> _Vorliegender Text_
.....

Diesem Programmbeirat liegen jährlich über 800 Vorschläge für Briefmarken-themen aus der Bevölkerung vor. "Bedeutende deutsche Themen" sowie Jahrestage von Personen und Ereignissen werden nicht zuletzt auch unter regionalen Gesichtspunkten gewürdigt und in einer Vorschlagliste dem Bundes-finanzminister vorgelegt. Dieser organisiert auch die Gestaltung der Postwertzeichen, für die in der Regel Gestaltungswettbewerbe ausgeschrieben werden. Nach Beratung mit dem Kunstbeirat fällt der Bundesfinanzminister die Entscheidung, und die Briefmarken werden gedruckt. Schließlich erfolgt die offizielle Vorstellung durch den Bundesfinanzminister oder einen seiner parlamentarischen Staatssekretäre.

.....

[Datensätze mit markierten Punkten]
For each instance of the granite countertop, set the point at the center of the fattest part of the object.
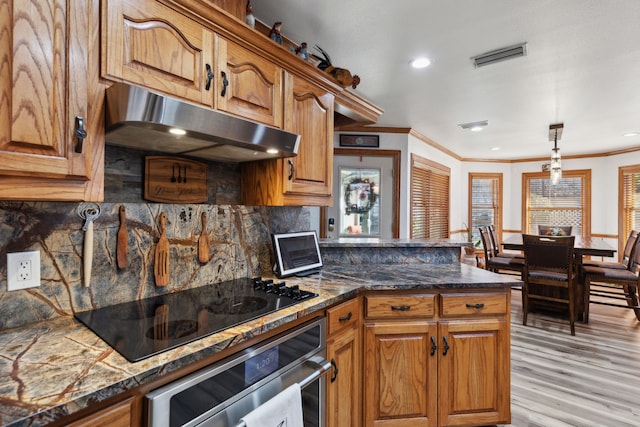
(370, 242)
(54, 368)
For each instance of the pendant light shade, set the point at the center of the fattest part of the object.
(555, 132)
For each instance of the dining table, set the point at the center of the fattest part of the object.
(583, 246)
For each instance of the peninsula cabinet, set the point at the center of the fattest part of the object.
(344, 350)
(307, 179)
(51, 125)
(437, 359)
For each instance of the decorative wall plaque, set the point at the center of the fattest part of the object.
(170, 179)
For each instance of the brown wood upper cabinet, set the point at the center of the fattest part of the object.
(249, 86)
(306, 179)
(150, 45)
(49, 90)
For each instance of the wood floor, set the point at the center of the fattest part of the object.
(591, 379)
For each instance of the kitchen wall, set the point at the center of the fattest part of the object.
(239, 235)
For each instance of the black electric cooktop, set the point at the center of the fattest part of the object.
(143, 328)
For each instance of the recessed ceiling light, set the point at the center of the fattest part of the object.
(474, 126)
(421, 62)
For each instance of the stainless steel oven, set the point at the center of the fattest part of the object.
(220, 395)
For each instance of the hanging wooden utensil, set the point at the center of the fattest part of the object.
(161, 262)
(89, 212)
(122, 241)
(203, 241)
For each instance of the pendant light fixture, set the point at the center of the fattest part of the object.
(555, 133)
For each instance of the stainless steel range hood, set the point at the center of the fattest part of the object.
(145, 120)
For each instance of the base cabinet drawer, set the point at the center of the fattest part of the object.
(473, 304)
(117, 415)
(400, 307)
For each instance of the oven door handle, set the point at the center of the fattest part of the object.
(323, 366)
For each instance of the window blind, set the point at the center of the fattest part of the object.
(429, 199)
(564, 203)
(630, 200)
(485, 206)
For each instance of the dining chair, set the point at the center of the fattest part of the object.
(496, 244)
(498, 263)
(555, 230)
(613, 287)
(627, 255)
(549, 263)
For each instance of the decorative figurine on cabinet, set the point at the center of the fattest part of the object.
(342, 75)
(249, 18)
(302, 51)
(274, 34)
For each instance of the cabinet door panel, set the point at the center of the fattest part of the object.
(150, 45)
(310, 114)
(344, 392)
(474, 372)
(47, 52)
(400, 383)
(254, 88)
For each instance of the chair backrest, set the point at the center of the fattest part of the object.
(486, 243)
(629, 248)
(494, 239)
(634, 263)
(551, 253)
(555, 230)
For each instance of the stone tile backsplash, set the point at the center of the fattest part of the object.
(240, 246)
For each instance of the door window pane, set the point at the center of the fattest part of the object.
(359, 201)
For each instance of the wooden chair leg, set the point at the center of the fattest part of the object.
(587, 299)
(572, 310)
(633, 300)
(525, 304)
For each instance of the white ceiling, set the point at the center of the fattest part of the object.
(582, 68)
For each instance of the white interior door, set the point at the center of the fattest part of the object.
(363, 197)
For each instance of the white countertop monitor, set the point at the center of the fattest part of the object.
(296, 253)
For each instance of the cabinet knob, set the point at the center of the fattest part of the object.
(207, 86)
(225, 83)
(335, 370)
(291, 169)
(80, 133)
(434, 346)
(478, 305)
(345, 318)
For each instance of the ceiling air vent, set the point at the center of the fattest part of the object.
(498, 55)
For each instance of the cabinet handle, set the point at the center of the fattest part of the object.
(478, 305)
(291, 169)
(207, 86)
(434, 346)
(225, 83)
(345, 318)
(80, 133)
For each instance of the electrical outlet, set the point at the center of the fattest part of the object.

.....

Wer trifft laut dem Text über die Auswahl von Briefmarken nach der Beratung mit dem Kunstbeirat die Entscheidung? Die Datensätze werden hier nicht gebraucht.

> _Schriftliche Antwort_
Der Bundesfinanzminister trifft die Entscheidung.